----- Estratto originale

The Vision and The Voice
La prossima "The Vision and The Voice (La Visione e la Voce)" è probabilmente la canzone che meno rimane impressa nella nostra memoria, pur non avendo demeriti particolari. Anche dal punto di vista lirico, essa non si discosta poi troppo dal resto della compagnia: ci troviamo, infatti, di fronte ad un testo altamente evocativo in cui siamo in grado di vedere le creazioni dal profondo della nostra anima e di udire le voci dagli abissi dei nostri pensieri. Abbiamo la facoltà di chiamare i morti, di destarli dal loro assopimento e di condurli in un lago bollente. Di nuovo dunque un ritorno a tematiche assai introspettive, in cui abbiamo un protagonista in grado di rendersi pienamente cosciente dei suoi poteri grazie alla capacità che ha di ascoltare dentro sé stesso. Le antiche voci sono le sue degne compagne e fidate consigliere, egli può vedere e toccare ciò che crea grazie al dominio assoluto che può esercitare su questo mondo. Antichi poteri, saggezza secolare, tutto è stato incamerato nel suo cuore e pronto ad essere utilizzato, spargendo oscurità in ogni dove. Un autentico mago delle ombre, in grado di sconfiggere ogni avversario, di piegare ogni opponente grazie ai suoi poteri, giunti dopo una profonda ed importante meditazione, compiuta a mo' di percorso iniziatico. Parlando del lato più strettamente musicale, si parte immediatamente con la furia iconoclasta tipica del Black Metal, quasi il brano si fosse scordato della maestà melodica sfoderata nelle ultime track ed avesse deciso di mostrarsi come una traccia ben più aderente a determinati stilemi ben più "tradizionalisti" che innovatori. I blast beat sono furiosi e l'ugola del cantante sembra stata strappata dalla gola del demone supremo in persona, ed anche la chitarra preferisce un incedere violento ad uno maestoso o comunque epico/medievaleggiante. E' solo al minuto 2:09 che il tratto tipico di questa band, ovvero il protagonismo di una particolare ed imperiale melodia, viene ripreso ampiamente per qualificare una seconda parte di brano molto più "riflessiva" che aggressiva in maniera ferina. Si segnala, in questa seconda parte, una sezione solistica interessante in cui Brolycke dà sfoggio di tutto il suo talento chitarristico. Ben presto però si ritorna a picchiare in maniera assai decisa, fino alla definitiva conclusione. Un brano che di certo non stona ma neanche aggiunge troppo di nuovo a quanto sentito.

----------
----- Righe fornite

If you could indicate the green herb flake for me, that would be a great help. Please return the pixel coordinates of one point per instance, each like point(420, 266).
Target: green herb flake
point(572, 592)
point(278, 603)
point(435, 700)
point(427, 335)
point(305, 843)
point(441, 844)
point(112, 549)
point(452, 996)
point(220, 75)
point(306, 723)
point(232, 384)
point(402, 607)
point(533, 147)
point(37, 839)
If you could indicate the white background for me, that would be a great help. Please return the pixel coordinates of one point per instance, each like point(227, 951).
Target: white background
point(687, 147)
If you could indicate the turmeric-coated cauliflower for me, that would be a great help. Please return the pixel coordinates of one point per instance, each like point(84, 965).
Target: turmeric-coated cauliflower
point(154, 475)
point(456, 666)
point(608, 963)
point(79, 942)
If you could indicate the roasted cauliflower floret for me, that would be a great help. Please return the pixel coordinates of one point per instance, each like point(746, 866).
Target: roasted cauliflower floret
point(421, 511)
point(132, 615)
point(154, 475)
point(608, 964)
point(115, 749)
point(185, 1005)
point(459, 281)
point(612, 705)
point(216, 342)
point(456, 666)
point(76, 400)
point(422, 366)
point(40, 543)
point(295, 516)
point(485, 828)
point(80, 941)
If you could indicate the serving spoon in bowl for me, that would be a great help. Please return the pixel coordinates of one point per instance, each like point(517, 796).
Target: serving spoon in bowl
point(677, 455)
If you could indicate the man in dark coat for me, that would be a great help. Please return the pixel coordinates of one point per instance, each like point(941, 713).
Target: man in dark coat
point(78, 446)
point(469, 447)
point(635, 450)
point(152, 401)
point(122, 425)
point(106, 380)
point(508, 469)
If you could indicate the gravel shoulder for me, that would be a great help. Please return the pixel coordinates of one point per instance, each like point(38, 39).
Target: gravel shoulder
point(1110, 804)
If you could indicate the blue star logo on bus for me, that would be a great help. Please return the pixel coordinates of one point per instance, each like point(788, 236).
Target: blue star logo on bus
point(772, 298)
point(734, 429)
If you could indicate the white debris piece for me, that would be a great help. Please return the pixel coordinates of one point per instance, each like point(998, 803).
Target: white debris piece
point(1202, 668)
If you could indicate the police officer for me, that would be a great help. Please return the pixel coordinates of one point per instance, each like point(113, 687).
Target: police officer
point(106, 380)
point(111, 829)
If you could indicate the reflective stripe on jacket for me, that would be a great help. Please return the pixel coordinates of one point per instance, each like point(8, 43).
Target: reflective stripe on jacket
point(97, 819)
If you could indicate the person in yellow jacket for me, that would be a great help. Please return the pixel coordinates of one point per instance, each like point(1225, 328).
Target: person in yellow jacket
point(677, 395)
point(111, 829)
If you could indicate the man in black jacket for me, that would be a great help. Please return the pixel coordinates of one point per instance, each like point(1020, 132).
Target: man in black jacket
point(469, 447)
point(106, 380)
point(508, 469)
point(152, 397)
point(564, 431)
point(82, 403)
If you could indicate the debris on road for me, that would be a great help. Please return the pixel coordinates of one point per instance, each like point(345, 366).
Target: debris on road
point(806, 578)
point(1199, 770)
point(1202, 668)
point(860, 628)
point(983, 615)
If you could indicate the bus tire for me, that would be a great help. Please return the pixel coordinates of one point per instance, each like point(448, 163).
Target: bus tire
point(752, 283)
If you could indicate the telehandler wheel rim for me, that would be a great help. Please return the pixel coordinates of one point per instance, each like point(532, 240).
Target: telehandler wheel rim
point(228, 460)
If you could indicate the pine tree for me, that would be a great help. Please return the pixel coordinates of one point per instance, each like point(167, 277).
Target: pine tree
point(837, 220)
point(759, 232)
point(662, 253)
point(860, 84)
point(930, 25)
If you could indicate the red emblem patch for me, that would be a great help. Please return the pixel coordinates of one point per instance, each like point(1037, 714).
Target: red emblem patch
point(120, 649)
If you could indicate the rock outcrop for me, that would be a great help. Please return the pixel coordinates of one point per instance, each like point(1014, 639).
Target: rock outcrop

----------

**Compito assegnato A**. Nella recensione di «The Vision and The Voice», a quale minuto torna la melodia tipica della band?
**Compito assegnato B**. Prosegui la recensione di «The Vision and The Voice» a partire dall'ultima frase riportata.

**Risultato esercizio A**. Al minuto 2:09.

**Risultato esercizio B**.
Darkness Falls For Me
La canzone precedente, come detto, non ha punti deboli, mantiene lo standard qualitativo generale su livelli eccelsi e svolge alla perfezione il compito di portarci alla conclusiva "Darkness Falls For Me (Le Tenebre calano per me)", anche nota come Far Away from the Sun (Part Two). La nona ed ultima traccia è qualcosa di più di una semplice outro song, benché la funzione sia sostanzialmente quella. Anche l'indemoniato Karlén si concede un minimo di meritato riposo e si limita a decantare la breve parte lirica dove, quale chiusura ideale del viaggio iniziato 40 minuti prima, ricompare la fitta nebbia che ci aveva accolto ad inizio album. L'ora è dunque giunta per noi, il nostro corpo ormai esausto e sfinito si lascia cadere a terra, l'oscurità eterna ci coglie mentre siamo distanti, distanti dal sole. Le energie del trio si esauriscono dopo due minuti, la seconda parte, solo strumentale, suona quasi come una sorta di testamento artistico per i Sacramentum che pare vogliano concedersi gli ultimi istanti tutti per loro e fissare, così, nell'eternità quel momento tanto solenne e tragico, come se avessero intuito che, mai più in futuro, sarebbero stati in grado di ritrovare una analoga forma di ispirazione artistica e di stile esecutivo. Un suono acuto e sinistro, degno del miglior film horror, parte al minuto 3:28 per poi deflagrare in uno scoppio lontano, contenuto, esattamente trenta secondi dopo, ultima manifestazione sonora di questo maestoso Far Away From The Sun. Anche le lyrics, nella loro estrema brevità, sembrano avere un carattere tipico del "congedo". Il viaggio si è ufficialmente concluso, la nebbia torna ad avvolgere un protagonista che, ritiratosi in perenne esilio nelle lande ove aveva ritrovato la sua vera essenza, è finalmente pronto a lasciare la vita mortale per donarsi completamente al trascendentale. Ormai egli è un'entità pura e superiore, nessuno mai potrà raggiungere i suoi livelli di perfezione spirituale; tutt'uno con la notte, con l'oscurità, egli è il Re incontrastato di tutto ciò che vediamo e non vediamo.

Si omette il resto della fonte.